DIRECTIVES:
**1)** Please quote the tribute to Professor David Last word for word, everything from "In 2010 he was" down to "Institutes of Navigation.".
**2)** In the tribute to Professor David Last, what year did he receive the Harold Spencer-Jones Gold Medal of the Royal Institute of Navigation?
**3)** Carry on the tribute to Professor David Last from the point where it stops.
--- START DOCUMENT EXCERPT ---
His Coordinates


The lasting impact… Remembering Prof David Last

Jan 2020 | One Comment

Professor David Last died suddenly in a light aircraft crash near Puffin Island off the coast of Anglesey on 25th November 2019.
Professor David Last held a Personal Chair and was Head of the Radio- Navigation Group at the University of Wales, Bangor until retirement in March 2005 when he became a Professor Emeritus.
He was born in Manchester in 1940 and educated at The Manchester Grammar School. He was awarded the degree of BSc(Eng) by the University of Bristol in 1961, PhD by the University of Sheffield in 1966 and DSc by the University of Wales in 1995.
From 2005-2008, Professor Last was President of the Royal Institute of Navigation. He is a Past-President of the International Loran Association, a Fellow of the Institution of Engineering and Technology and a Chartered Engineer. He has published more than 400 technical and policy papers on navigation and communications systems, including the Global Positioning System (GPS), Loran C and enhanced Loran (eLoran), Galileo and other Global Navigation Satellite Systems, Maritime Differential GPS, Argos, Decca Navigator, and Omega. He acts as a consultant on radio-navigation and communications to companies and to governmental and international organisations and is active as an Expert Witness, especially in forensic matters concerning GPS. He is an instrumentrated pilot and user of terrestrial and satellite navigation systems.
In 2010 he was awarded the Harold Spencer-Jones Gold Medal of the Royal Institute of Navigation and in 2015 the Necho Award of the International Association of Institutes of Navigation.

We have lost David Last. But his contribution to the domain of GNSS shall remain invaluable. Coordinates have been fortunate to have interacted with him on several occasions on range of topics. As we fondly remember him, following are excerpts of some of the insights that Prof Last shared with us…

On eLoran…

eLoran comes up against a profound prejudice: GNSS replaced an earlier generation of terrestrial radio navigation aids. Recommending a terrestrial system to overcome the vulnerability of a satellite system is to swim against a powerful tide!

Galileo combined with eLoran would provide a robust technology; they can even share chips. The obstacles are not technical or financial, but political. Look: Europe has invested more than 10B Euros in Galileo; the last thing they want to hear about is its vulnerability! Norway – which had the best legacy Loran set-up in Europe – blew up its towers, filming their collapse as entertainment on Youtube. Absurd! The US Congress, in contrast, is now well aware of the weaknesses of GPS and has fostered an eLoran system. China, Russia, South Korea and Saudi Arabia have similar groundbased navigation stations. Europe is lagging some 20 years behind; the disappearance of Galileo in July came as a shock! Moreover, the provision of a US Loran system for 20 years would cost the equivalent of a single GPS satellite! Satellite navigation is much more attractive to industry and creates lots of jobs. Maybe Loran is just too cheap to survive; that’s frustrating! Coordinates September 2019

On multi-GNSS scenario…

The advantages to countries or regions of providing their own GNSS are political, not technical. Indeed, so many satellites are now transmitting in the same narrow radio bands that the additional ones are raising the noise level with which they all have to cope!
--- END DOCUMENT EXCERPT ---
--- START SOURCE DATA ---
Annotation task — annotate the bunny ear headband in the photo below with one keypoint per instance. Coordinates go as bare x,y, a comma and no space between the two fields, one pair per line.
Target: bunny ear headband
--- END SOURCE DATA ---
RESULTS FOR THE EXERCISE:
**1)**
In 2010 he was awarded the Harold Spencer-Jones Gold Medal of the Royal Institute of Navigation and in 2015 the Necho Award of the International Association of Institutes of Navigation.

**2)** 2010

**3)**
But many countries are unwilling to have their critical national infrastructure or military capabilities dependent on a satellite system controlled by a foreign state that will always put its own interests first. Coordinates July 2018

On the direction of satellite navigation…

Satellite navigation was one of the outstanding innovative technologies of the late twentieth century, arguably the most successful, being widely adopted with remarkably few downsides, either social or environmental. Through the first decade of the twenty-first century the technology was refined: devices became much smaller, much cheaper, more powerful, and gained superior accuracy, integrity, availability and continuity. But by now we are 45 years on from the meeting at which the principal parameters of GPS were settled.

Satellite navigation has become a very mature technology in which major change is unlikely. Thus its direction will be more about an increase in the numbers of systems, satellites and receivers, all based on essentially the same old technology. But I do expect to see the cost of satellite systems and launchers continuing to fall. Coordinates July 2018

On Brexit…

Brexit has already led to a conflict between the UK and the rest of the EU concerning future UK access to the Public Regulated Service (PRS), the military-grade part of Galileo. According to the EU, only member states have the right to access the PRS. The UK, requiring either PRS or an equivalent for military purposes has countered by stating that it will consider developing its own independent GNSS. Studies of this option are currently under way.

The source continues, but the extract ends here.